### Exercise brief
Everything in the data that follows should be given again verbatim, except the images.

### Extracted material
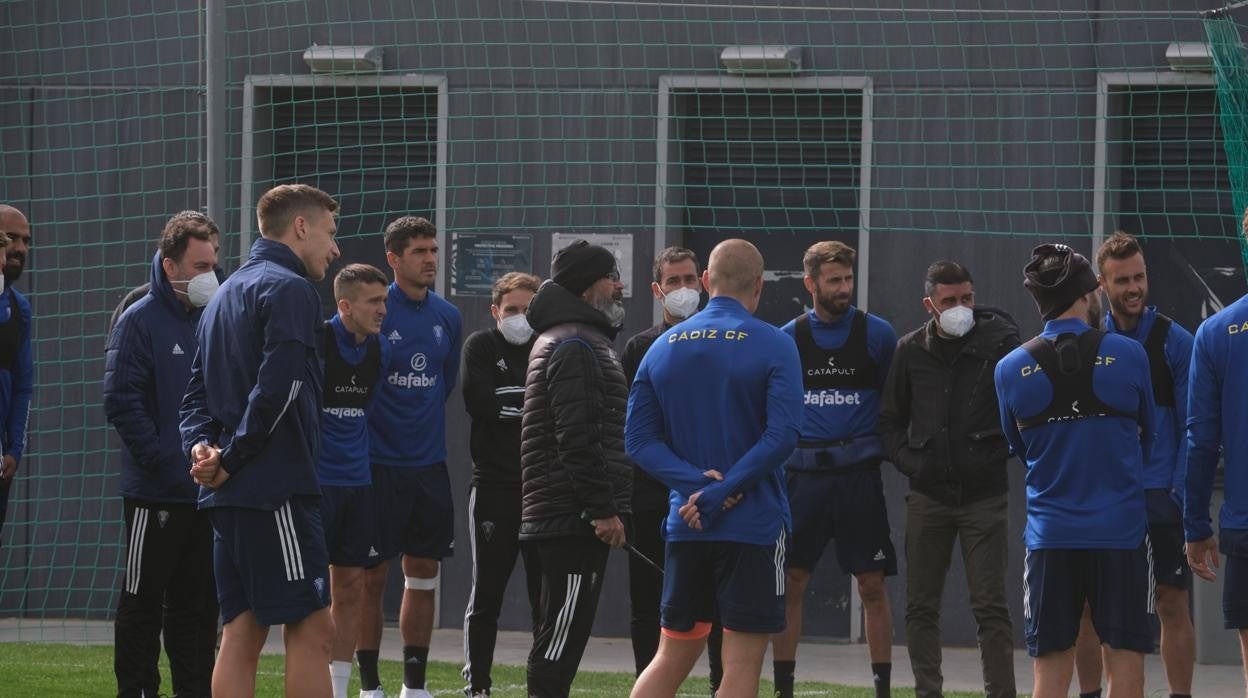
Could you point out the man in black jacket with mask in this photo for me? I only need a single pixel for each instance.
(941, 426)
(575, 480)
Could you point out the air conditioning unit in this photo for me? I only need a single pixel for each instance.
(1189, 56)
(343, 59)
(761, 60)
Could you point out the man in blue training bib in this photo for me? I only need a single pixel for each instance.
(835, 488)
(1217, 413)
(1077, 407)
(721, 455)
(251, 425)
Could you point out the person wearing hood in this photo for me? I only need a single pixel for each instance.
(167, 586)
(492, 373)
(1077, 408)
(575, 480)
(940, 426)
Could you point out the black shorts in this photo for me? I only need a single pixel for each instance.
(846, 506)
(1234, 578)
(350, 517)
(271, 562)
(1166, 532)
(741, 584)
(1118, 586)
(416, 516)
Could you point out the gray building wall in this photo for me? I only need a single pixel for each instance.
(984, 135)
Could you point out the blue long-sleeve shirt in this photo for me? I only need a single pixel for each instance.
(1217, 422)
(1167, 465)
(407, 422)
(719, 391)
(256, 383)
(16, 377)
(146, 368)
(836, 422)
(1085, 477)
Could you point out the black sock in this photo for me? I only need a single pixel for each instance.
(368, 678)
(414, 659)
(783, 673)
(881, 673)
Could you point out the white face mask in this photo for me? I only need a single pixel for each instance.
(956, 321)
(516, 329)
(682, 302)
(201, 289)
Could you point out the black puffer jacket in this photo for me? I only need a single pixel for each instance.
(940, 421)
(572, 441)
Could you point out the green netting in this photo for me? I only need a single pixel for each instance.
(912, 130)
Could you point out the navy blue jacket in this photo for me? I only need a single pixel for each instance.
(16, 378)
(256, 383)
(146, 367)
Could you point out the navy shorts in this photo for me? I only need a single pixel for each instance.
(748, 582)
(1118, 586)
(350, 516)
(1166, 532)
(416, 516)
(848, 506)
(271, 562)
(1234, 578)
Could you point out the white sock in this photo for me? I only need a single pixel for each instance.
(341, 674)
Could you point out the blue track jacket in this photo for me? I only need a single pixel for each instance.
(719, 391)
(256, 383)
(1218, 420)
(16, 385)
(407, 422)
(1085, 477)
(146, 367)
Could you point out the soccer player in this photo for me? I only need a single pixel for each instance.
(723, 460)
(494, 366)
(1077, 408)
(678, 286)
(251, 425)
(353, 360)
(575, 480)
(940, 422)
(16, 360)
(1216, 418)
(407, 445)
(835, 488)
(1125, 281)
(167, 587)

### Worked solution
Could you point out the man in black jacket with mask in this photo for me? I only need a single pixel for each instance.
(941, 426)
(575, 480)
Could you point out the air conditioning unit in this photo for me? I only need a single pixel for each instance.
(1189, 56)
(343, 59)
(761, 60)
Could you point out the man in blue training bib in this photo for me? I only need a single pixel for each instance.
(835, 488)
(1217, 413)
(1077, 407)
(721, 455)
(251, 425)
Could you point out the person wearing hood in this photo for me? I only need a single pixel for each instance.
(167, 586)
(492, 373)
(1077, 408)
(575, 480)
(940, 426)
Could you point out the black shorts in this photo for me? I only need a single pixel for each instance.
(846, 506)
(1234, 578)
(350, 517)
(271, 562)
(1166, 532)
(741, 584)
(1118, 586)
(416, 516)
Could you point out the gray building wall in this photo for me? I only need a single pixel for each instance.
(984, 135)
Could you point out the blue long-sleeve shirt in this photo for me? I only need a single pixel for each instance.
(1217, 422)
(1167, 465)
(407, 422)
(719, 391)
(256, 383)
(16, 377)
(146, 368)
(836, 422)
(1085, 477)
Could you point out the black sock in this photo for me? I only need a single pixel for each instance.
(368, 678)
(414, 659)
(783, 673)
(881, 673)
Could you point out the white face mask in this photo for me? I only need a single pixel for each instance.
(956, 321)
(516, 329)
(682, 302)
(201, 289)
Could you point out the black puffer jacket in this photo for me? I only need a single pixel for each instance.
(940, 421)
(572, 441)
Could you point out the green netting in this photo for me? I only need a single pixel for each instance.
(912, 130)
Could you point out the navy blue jacket in this photo for me? I only need a single pixel for each instance.
(16, 378)
(256, 383)
(146, 367)
Could you point out the navy shorts in this photo for me? I only need a single pixel for each instance.
(748, 582)
(1118, 586)
(350, 516)
(1166, 532)
(416, 516)
(848, 506)
(271, 562)
(1234, 578)
Could you point out the white sock in this photo for me? I only need a single pixel for each instance.
(341, 674)
Could you point out the blue track jacket in this photo for me? I only need a single pixel for each instance.
(719, 391)
(256, 383)
(1218, 420)
(16, 385)
(407, 422)
(1085, 477)
(146, 367)
Could you point out the soccer player in this photo for me? I only need a single pixel for each instance.
(723, 460)
(494, 366)
(1077, 408)
(678, 286)
(251, 425)
(353, 360)
(575, 480)
(940, 422)
(16, 360)
(1216, 418)
(407, 445)
(835, 488)
(1125, 281)
(167, 587)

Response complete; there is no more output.